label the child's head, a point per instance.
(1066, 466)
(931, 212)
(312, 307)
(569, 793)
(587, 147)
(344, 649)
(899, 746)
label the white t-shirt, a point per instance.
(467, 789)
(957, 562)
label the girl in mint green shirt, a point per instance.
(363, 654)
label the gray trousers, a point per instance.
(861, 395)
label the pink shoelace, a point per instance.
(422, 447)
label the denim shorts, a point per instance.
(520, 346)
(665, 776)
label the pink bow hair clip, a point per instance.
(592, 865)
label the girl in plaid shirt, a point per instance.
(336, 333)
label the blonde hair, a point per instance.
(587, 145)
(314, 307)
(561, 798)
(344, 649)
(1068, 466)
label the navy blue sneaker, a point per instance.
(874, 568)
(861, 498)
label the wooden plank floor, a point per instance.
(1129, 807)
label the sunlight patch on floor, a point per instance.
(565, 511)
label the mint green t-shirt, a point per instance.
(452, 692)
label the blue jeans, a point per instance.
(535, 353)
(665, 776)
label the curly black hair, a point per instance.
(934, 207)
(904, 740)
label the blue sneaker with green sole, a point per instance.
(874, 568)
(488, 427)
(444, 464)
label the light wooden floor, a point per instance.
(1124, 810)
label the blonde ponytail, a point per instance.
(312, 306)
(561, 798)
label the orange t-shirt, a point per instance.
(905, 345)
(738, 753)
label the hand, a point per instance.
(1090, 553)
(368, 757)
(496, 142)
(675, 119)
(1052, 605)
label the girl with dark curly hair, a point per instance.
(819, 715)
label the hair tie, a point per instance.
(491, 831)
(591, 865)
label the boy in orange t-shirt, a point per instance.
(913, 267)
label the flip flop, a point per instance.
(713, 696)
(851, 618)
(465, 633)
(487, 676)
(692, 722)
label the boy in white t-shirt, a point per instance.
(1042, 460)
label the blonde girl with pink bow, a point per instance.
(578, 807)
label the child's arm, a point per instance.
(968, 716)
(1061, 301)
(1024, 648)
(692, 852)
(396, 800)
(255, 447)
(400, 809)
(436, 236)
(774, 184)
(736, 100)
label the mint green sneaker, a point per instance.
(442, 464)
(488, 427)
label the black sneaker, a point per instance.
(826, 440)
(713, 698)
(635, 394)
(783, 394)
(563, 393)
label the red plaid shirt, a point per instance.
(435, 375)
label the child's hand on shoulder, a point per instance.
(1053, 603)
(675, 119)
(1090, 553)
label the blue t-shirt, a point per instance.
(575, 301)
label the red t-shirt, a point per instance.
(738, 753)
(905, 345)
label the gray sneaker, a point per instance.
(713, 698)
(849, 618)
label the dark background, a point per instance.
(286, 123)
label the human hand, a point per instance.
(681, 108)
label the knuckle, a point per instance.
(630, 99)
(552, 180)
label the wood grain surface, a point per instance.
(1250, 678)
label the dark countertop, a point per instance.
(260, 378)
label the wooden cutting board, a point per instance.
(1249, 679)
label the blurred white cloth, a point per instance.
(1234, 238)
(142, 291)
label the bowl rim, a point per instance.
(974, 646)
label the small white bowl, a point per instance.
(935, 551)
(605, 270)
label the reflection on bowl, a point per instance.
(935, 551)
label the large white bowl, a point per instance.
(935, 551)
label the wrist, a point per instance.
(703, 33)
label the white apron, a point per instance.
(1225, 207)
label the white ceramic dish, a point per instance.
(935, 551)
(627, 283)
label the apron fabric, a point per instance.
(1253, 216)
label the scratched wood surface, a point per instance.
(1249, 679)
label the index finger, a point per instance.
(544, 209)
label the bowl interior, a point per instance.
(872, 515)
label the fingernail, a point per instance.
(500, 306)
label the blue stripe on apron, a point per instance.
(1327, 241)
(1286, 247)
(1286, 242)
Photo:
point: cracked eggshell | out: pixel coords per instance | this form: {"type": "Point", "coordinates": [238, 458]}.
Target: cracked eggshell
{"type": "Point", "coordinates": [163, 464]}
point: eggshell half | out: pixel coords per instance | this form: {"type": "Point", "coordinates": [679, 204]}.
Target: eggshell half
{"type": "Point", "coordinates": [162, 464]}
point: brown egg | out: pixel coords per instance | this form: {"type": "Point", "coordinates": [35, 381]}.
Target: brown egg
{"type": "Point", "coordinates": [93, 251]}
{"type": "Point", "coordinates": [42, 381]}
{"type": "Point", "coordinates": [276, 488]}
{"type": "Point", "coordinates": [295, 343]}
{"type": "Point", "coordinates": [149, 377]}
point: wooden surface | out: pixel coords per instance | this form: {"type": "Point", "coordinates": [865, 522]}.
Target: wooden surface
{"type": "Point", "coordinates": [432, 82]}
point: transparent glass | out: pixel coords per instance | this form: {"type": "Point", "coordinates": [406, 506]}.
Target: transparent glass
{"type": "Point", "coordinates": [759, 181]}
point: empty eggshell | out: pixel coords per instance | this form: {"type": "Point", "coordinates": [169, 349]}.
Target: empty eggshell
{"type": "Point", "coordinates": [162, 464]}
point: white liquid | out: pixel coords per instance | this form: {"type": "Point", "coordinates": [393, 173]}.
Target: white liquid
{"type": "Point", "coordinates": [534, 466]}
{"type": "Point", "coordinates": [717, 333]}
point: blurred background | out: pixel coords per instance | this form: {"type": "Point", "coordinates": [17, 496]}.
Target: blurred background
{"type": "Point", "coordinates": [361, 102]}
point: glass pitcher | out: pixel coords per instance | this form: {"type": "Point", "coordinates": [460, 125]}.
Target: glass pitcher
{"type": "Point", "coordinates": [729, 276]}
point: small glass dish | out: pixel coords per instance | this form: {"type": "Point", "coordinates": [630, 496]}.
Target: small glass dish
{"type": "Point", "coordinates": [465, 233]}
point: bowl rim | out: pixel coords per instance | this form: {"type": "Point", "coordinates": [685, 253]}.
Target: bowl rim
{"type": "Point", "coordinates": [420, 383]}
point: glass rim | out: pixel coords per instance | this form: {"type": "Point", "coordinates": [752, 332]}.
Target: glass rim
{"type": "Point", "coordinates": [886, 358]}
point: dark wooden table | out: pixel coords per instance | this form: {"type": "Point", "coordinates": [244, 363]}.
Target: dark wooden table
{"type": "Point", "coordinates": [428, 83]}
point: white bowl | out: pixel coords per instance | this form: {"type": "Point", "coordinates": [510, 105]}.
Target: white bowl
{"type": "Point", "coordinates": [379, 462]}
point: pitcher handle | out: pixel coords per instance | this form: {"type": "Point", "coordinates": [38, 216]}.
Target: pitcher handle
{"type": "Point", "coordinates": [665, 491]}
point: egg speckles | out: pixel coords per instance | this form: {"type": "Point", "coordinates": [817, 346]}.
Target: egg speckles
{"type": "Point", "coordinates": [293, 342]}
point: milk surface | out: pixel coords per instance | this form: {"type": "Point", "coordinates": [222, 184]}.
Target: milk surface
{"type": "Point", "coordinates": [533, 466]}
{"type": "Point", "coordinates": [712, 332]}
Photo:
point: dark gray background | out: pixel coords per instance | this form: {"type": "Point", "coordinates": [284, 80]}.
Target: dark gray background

▬▬▬▬▬▬▬▬▬▬

WHAT NEEDS TO BE DONE
Look above for the line with "label the dark countertop, a" and the line with "point: brown egg". Retype those two lines and every line between them exactly, adding nothing.

EXPECTED OUTPUT
label the dark countertop, a point per instance.
(260, 378)
label the wooden cutting board, a point per instance.
(1249, 679)
label the blurred white cloth, a point per instance.
(1234, 238)
(142, 291)
label the bowl rim, a point per instance.
(974, 646)
label the small white bowl, a point per instance.
(935, 551)
(605, 270)
label the reflection on bowl, a point per instance.
(935, 551)
label the large white bowl, a point per instance.
(935, 551)
label the wrist, a point per instance.
(703, 33)
label the white apron, a point per instance.
(1225, 207)
label the white ceramic dish, a point per instance.
(935, 551)
(627, 283)
label the apron fabric, a point per instance.
(1253, 216)
label the scratched wood surface, a point per instance.
(1249, 679)
label the index finger, a point per instance.
(544, 209)
label the bowl interior, a point per instance.
(872, 515)
label the fingernail, a point per instance.
(500, 306)
label the blue stripe on apron, a point per instance.
(1327, 241)
(1286, 247)
(1286, 242)
Photo:
point: cracked eggshell | out: pixel coords per instance | this form: {"type": "Point", "coordinates": [238, 458]}.
Target: cracked eggshell
{"type": "Point", "coordinates": [163, 464]}
point: eggshell half | out: pixel coords per instance | this form: {"type": "Point", "coordinates": [679, 204]}.
Target: eggshell half
{"type": "Point", "coordinates": [162, 464]}
point: brown egg | out: pixel coords per instance | this form: {"type": "Point", "coordinates": [35, 381]}.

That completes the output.